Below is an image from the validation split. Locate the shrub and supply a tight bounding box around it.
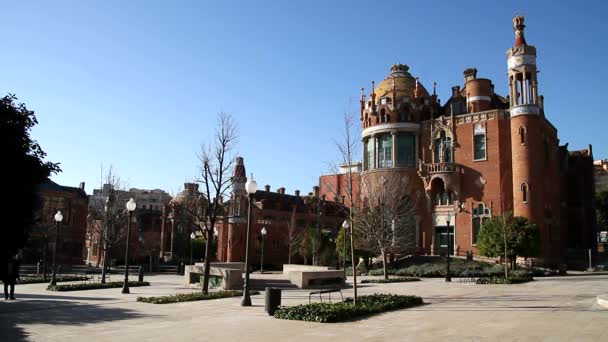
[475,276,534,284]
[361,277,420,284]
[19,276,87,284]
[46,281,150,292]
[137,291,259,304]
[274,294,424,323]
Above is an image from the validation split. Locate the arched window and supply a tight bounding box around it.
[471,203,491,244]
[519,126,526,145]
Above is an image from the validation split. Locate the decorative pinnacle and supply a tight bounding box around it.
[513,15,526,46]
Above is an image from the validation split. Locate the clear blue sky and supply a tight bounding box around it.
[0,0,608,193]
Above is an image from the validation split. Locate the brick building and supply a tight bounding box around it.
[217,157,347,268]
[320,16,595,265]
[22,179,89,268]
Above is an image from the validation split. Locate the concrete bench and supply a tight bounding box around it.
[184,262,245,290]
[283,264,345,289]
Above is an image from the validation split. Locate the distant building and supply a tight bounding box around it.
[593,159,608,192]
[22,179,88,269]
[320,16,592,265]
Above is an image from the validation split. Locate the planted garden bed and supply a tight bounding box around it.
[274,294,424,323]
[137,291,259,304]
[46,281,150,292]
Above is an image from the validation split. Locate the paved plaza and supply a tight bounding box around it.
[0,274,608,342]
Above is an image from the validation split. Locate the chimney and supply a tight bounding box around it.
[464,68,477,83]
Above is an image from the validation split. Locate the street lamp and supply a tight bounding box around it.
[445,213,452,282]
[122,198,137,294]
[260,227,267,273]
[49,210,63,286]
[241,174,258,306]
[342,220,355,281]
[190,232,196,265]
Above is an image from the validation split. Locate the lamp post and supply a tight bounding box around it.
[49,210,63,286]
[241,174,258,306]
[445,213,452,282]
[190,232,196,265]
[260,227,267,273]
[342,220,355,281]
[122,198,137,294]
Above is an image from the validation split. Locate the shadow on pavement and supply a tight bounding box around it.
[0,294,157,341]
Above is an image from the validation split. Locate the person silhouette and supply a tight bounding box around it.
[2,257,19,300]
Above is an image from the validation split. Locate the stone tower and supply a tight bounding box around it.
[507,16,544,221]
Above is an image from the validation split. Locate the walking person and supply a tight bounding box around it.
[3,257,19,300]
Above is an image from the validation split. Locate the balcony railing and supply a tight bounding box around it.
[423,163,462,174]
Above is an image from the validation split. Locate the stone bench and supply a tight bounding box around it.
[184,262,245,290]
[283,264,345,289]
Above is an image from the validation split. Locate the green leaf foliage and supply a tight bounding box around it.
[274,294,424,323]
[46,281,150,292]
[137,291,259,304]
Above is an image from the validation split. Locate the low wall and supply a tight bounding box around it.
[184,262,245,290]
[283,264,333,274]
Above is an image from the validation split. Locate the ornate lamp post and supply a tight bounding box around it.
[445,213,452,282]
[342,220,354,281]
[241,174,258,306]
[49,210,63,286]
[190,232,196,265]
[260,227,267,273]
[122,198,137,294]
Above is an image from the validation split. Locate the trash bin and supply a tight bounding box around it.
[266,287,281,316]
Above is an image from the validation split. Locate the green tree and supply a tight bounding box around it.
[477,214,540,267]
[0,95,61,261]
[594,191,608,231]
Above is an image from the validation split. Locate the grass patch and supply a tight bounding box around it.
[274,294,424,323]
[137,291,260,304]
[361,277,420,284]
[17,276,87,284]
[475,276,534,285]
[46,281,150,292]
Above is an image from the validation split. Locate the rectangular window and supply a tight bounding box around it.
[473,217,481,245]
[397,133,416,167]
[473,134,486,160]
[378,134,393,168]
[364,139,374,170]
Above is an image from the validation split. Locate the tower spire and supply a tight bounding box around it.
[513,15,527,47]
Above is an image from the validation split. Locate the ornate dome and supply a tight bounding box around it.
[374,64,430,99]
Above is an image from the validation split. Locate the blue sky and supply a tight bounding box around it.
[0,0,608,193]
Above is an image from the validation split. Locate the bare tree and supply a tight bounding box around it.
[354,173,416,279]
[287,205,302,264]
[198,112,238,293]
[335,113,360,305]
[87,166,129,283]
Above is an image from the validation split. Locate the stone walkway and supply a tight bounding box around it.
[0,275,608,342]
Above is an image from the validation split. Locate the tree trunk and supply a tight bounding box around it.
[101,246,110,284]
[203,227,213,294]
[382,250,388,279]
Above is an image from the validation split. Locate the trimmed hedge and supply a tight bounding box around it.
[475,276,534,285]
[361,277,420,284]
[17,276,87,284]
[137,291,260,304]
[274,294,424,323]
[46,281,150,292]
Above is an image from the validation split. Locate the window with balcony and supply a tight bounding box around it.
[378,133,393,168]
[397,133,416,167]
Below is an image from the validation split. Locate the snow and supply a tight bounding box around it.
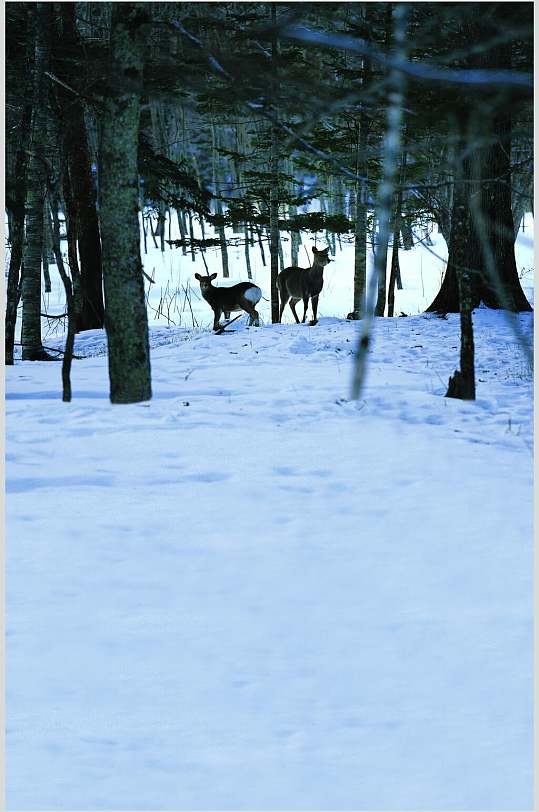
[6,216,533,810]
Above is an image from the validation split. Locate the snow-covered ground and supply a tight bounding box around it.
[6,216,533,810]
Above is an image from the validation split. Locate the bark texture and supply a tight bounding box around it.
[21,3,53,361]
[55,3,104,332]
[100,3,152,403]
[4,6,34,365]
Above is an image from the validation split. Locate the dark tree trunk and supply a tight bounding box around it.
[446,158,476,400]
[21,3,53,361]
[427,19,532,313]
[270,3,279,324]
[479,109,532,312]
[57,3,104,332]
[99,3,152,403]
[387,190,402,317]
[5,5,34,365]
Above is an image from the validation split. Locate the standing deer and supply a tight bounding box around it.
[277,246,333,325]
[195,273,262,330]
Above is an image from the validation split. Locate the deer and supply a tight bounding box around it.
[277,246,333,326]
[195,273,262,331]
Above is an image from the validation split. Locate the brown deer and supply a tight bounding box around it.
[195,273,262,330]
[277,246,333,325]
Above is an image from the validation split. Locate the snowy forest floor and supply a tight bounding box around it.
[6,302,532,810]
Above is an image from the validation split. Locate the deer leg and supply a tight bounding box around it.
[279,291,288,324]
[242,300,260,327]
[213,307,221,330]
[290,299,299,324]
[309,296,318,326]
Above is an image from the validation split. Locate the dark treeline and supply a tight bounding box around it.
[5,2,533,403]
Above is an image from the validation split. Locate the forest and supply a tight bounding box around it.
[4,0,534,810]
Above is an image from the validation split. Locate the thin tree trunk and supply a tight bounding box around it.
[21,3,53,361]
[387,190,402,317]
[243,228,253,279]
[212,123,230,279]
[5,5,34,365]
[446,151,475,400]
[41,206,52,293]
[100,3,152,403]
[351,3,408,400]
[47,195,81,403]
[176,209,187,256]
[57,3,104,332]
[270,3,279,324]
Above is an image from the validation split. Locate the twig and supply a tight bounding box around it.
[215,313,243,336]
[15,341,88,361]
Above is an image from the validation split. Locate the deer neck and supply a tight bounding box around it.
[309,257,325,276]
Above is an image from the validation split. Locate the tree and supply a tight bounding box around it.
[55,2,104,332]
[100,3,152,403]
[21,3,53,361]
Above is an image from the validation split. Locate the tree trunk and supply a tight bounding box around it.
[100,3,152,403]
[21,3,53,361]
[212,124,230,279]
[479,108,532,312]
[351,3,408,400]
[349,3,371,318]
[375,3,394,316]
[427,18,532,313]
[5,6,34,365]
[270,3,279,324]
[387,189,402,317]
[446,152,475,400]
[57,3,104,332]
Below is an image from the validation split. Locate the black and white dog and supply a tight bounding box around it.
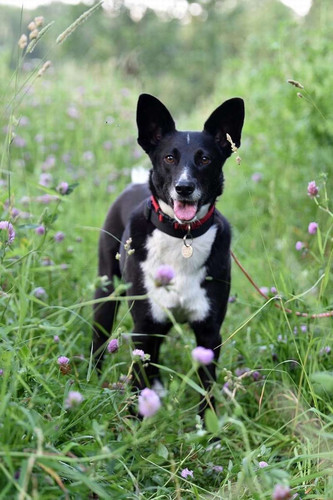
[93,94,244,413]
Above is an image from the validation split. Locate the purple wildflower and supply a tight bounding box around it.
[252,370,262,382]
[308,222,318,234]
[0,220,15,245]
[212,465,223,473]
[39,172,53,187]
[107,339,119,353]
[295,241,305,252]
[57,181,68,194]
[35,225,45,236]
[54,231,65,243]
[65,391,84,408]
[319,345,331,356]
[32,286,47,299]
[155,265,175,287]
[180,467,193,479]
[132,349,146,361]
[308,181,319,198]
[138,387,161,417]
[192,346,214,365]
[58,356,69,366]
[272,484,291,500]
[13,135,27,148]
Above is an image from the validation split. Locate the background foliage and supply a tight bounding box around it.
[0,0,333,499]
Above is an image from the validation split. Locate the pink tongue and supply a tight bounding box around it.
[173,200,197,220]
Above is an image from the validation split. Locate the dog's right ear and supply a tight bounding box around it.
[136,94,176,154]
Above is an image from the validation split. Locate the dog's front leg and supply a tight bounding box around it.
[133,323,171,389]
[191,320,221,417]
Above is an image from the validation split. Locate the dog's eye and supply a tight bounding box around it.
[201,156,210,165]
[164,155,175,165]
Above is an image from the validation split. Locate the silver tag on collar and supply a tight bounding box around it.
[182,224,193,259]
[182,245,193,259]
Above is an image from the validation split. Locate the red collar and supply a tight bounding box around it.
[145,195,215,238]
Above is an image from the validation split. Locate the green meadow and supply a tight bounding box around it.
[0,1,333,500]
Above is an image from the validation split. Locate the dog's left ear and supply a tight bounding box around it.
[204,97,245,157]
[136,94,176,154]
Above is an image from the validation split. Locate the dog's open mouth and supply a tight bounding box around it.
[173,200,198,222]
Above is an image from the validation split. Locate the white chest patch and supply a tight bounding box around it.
-------
__Instructions for the task__
List the lines above as a numbered list, from the first line down to and including the line that contains "[513,15,526,46]", with no blank lines. Leave the pictures out.

__Final answer__
1. Below is an image from the validation split. Locate the shrub and supply a tight bounding box around it.
2. [475,276,534,284]
3. [361,277,420,284]
4. [19,276,87,284]
5. [46,281,150,292]
6. [137,291,259,304]
7. [274,294,424,323]
8. Above is an image from the validation split. Locate the arched window and supply a tight bounding box around it.
9. [471,203,491,244]
10. [519,126,526,145]
11. Above is an image from the validation split. Locate the decorative pinnacle and supply a tight bounding box around it.
12. [513,15,526,46]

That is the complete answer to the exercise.